= What needs to be done =
What kind of apple does the brussels sprouts recipe below call for?

= Excerpt provided =
Fill a small pot with water and bring it to a rapid boil. Blanch brussels sprouts in small amounts for approximately 2 minutes or until tender but not fully cooked. Shock in iced water, dry on towels, and cut in half.

Preheat oven to 400 ̊F. Heat a sauté pan. When pan is hot, add olive oil, brussels sprouts, and salt. Place pan in oven and roast for about 5-8 minutes, stirring occasionally to make sure sprouts are evenly roasted. Remove from the oven and transfer onto a tray lined with paper towels.

 

For the dressing

Ingredients:

1/2 cup lime juice
1/4 cup champagne vinegar
1/4 cup extra-virgin olive oil
1 tablespoon Dijon mustard
1 teaspoon whole-grain mustard
2 teaspoons honey
1/2 teaspoon Tabasco
2 teaspoons kosher salt

Directions:

In a mixing bowl, combine ingredients and whisk until evenly mixed.

 

For the dish

Ingredients:

1 tablespoon extra-virgin olive oil
1/2 cup basil, picked and rough-chopped
1/4 cup mint, picked and rough-chopped
2 tablespoons sunflower seeds, toasted
1/2 red Fresno chili, thinly sliced with seeds
1 large avocado, halved and cut into 1/2″ cubes
1 Mutsu apple, quartered and diced into 1/2″ pieces with skin and held in lemon water
3 tablespoons dressing
zest of 1 lime
coarse Maine sea salt
freshly milled black pepper

Directions:

Heat the same pan the brussels sprouts were roasted in on medium-high heat. Add olive oil, and quickly fry basil and mint leaves. Add sunflower seeds and chili slices, and toss. On a platter, plate brussels sprouts and evenly sprinkle avocado and apple. Drizzle with dressing, and top with the mix of herbs, sunflower seeds, and chili. Finish with lime zest, sea salt, and black pepper.

= Entries provided =
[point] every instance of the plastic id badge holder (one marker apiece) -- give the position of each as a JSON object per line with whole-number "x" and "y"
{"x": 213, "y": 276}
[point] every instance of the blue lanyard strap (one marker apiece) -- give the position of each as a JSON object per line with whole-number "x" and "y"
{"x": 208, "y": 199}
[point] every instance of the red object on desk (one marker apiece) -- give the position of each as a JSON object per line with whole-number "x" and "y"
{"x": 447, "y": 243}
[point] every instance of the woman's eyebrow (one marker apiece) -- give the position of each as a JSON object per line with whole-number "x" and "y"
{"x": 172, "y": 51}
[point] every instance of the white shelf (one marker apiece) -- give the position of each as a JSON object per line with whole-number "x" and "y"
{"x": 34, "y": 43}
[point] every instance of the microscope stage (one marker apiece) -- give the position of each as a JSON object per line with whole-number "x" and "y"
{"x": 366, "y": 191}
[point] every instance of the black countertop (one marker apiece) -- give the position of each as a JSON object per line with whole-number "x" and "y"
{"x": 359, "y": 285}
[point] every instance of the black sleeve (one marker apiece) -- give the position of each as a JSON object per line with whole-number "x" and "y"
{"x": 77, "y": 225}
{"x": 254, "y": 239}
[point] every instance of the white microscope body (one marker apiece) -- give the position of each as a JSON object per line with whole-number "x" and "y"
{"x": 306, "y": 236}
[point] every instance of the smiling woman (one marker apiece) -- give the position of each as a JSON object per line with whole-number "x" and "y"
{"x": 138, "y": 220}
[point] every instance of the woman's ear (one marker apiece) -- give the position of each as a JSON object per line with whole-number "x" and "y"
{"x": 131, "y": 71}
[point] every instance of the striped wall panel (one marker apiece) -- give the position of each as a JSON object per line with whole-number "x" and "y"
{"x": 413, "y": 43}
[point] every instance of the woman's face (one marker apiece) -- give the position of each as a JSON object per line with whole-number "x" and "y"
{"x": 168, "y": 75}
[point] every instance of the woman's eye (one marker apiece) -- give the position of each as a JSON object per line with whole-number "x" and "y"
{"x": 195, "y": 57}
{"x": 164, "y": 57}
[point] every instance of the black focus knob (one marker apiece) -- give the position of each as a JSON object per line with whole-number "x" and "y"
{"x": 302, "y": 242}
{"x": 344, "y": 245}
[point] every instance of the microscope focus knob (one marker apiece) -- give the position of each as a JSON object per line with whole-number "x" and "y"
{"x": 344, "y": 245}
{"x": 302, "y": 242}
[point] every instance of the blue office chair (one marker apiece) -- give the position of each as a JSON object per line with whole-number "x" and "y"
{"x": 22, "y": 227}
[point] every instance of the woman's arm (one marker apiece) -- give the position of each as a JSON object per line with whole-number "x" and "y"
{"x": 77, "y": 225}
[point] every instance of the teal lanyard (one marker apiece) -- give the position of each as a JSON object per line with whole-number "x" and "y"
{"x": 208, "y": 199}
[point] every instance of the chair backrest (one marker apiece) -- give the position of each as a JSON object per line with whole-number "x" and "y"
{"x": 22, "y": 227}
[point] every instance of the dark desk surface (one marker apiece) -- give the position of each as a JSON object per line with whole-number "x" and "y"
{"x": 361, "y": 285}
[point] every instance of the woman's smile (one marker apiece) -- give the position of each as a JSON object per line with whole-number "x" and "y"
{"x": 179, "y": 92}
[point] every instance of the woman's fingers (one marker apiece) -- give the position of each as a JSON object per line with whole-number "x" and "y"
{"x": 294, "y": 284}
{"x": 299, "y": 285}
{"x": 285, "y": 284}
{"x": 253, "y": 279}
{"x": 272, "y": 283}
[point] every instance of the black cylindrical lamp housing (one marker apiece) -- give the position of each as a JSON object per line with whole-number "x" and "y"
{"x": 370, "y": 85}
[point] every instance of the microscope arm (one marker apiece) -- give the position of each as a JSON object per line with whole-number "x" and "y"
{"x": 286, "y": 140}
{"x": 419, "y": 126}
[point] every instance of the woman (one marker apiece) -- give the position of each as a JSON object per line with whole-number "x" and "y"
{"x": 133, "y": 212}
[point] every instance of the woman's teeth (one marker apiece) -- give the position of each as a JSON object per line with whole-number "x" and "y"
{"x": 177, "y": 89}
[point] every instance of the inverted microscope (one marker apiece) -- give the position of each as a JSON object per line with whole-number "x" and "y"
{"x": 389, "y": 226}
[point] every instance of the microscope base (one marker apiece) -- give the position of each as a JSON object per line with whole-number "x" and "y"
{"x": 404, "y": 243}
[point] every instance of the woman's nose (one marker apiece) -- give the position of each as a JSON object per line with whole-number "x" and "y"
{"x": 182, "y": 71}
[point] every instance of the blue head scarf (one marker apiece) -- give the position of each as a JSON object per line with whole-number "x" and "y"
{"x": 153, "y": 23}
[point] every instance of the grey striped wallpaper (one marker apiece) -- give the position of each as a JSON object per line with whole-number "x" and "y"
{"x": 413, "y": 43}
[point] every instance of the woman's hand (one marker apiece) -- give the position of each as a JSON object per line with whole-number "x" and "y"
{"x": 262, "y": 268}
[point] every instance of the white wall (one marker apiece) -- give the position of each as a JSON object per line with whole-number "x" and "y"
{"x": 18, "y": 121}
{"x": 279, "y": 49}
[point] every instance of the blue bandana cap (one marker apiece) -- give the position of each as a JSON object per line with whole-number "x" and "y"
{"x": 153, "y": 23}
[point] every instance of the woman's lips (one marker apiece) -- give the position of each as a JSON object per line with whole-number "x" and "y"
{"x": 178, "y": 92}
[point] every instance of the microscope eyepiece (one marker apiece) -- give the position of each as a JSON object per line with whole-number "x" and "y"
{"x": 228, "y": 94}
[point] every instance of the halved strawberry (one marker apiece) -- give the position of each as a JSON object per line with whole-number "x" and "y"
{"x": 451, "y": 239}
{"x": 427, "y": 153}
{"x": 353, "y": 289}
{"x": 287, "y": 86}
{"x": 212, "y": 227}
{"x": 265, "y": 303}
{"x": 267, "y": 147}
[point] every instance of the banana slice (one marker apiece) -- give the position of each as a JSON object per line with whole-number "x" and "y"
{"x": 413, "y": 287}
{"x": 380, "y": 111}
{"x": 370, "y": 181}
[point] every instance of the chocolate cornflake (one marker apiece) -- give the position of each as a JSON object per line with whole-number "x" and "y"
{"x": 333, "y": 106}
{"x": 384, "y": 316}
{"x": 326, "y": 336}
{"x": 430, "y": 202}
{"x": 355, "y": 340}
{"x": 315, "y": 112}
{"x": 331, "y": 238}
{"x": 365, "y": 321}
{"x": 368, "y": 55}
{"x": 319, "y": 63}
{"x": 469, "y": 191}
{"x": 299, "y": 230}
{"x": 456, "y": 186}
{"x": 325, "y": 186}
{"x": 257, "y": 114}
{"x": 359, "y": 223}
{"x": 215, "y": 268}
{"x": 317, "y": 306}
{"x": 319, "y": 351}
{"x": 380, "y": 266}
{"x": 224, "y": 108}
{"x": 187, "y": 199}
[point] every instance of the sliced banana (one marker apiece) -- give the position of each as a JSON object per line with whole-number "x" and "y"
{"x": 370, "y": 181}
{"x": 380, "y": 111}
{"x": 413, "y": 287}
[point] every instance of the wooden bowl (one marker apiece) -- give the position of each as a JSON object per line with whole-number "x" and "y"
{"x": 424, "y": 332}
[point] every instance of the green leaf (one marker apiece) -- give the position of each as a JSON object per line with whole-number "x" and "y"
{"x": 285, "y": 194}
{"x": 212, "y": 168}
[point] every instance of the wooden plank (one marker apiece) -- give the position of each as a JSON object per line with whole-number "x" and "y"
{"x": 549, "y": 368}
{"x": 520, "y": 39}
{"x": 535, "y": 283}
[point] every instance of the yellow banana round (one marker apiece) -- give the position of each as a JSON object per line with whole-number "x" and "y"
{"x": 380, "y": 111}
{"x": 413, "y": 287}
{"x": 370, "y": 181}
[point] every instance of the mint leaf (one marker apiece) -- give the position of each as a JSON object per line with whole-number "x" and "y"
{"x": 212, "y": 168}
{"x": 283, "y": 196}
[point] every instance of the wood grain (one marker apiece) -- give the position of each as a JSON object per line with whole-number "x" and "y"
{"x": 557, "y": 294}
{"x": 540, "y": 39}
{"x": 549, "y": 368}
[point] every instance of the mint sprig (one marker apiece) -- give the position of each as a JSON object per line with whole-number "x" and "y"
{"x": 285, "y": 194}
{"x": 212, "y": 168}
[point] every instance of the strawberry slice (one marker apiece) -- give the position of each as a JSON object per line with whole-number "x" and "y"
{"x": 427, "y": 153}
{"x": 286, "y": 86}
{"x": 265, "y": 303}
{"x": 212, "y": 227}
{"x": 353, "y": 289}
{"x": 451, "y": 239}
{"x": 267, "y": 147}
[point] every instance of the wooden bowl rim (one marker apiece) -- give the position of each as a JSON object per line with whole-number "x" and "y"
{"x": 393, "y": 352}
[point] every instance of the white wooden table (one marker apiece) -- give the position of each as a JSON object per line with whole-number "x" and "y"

= Response to the task =
A Mutsu apple.